GIVEN EXERCISE
Copy out the part of the records that opens with the line containing "Trace the outline of every instance of the utility" and runs through the end of the records, requests included. Shift every vertex coordinate in the answers by adding 30 to each number, and leave the requests and their format samples unchanged.

◇ ◇ ◇ ◇ ◇ ◇ ◇

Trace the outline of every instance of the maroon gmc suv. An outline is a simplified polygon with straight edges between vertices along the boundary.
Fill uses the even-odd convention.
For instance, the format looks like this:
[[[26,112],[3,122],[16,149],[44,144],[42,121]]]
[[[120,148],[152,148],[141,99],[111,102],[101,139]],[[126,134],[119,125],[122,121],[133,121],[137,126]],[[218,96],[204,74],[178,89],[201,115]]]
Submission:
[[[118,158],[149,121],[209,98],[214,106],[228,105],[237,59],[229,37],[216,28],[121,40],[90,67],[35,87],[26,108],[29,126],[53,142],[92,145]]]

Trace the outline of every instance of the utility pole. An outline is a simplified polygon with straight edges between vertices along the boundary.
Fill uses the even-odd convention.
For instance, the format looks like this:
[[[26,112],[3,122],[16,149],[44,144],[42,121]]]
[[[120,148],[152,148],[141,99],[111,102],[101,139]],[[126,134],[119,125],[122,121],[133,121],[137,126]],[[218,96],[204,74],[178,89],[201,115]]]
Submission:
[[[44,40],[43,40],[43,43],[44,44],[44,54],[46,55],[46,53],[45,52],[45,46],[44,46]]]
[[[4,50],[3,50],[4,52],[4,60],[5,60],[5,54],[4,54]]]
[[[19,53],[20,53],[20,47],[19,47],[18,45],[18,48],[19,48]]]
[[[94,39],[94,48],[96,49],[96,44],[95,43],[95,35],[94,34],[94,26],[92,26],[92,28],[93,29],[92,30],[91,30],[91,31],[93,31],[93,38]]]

◇ ◇ ◇ ◇ ◇ ◇ ◇

WORKED SOLUTION
Trace the outline of every instance of the utility pole. An outline is a simplified polygon with straight edges between vertices along the boundary.
Fill uses the even-odd convention.
For instance, the format looks like this:
[[[26,112],[3,122],[16,149],[44,144],[42,121]]]
[[[120,148],[152,148],[141,99],[111,102],[101,139]],[[126,134],[119,125],[122,121],[133,121],[137,126]],[[218,96],[204,74],[178,89],[201,115]]]
Submission:
[[[74,70],[73,70],[73,73],[74,74],[74,84],[76,85],[76,83],[75,82],[75,76],[74,76]]]
[[[34,80],[33,80],[34,82],[34,90],[35,90],[35,84],[34,84]]]
[[[49,83],[50,83],[50,77],[49,77],[48,75],[48,78],[49,78]]]
[[[124,69],[124,78],[126,79],[126,74],[125,73],[125,65],[124,64],[124,56],[122,56],[122,58],[123,59],[122,60],[121,60],[121,61],[123,61],[123,68]]]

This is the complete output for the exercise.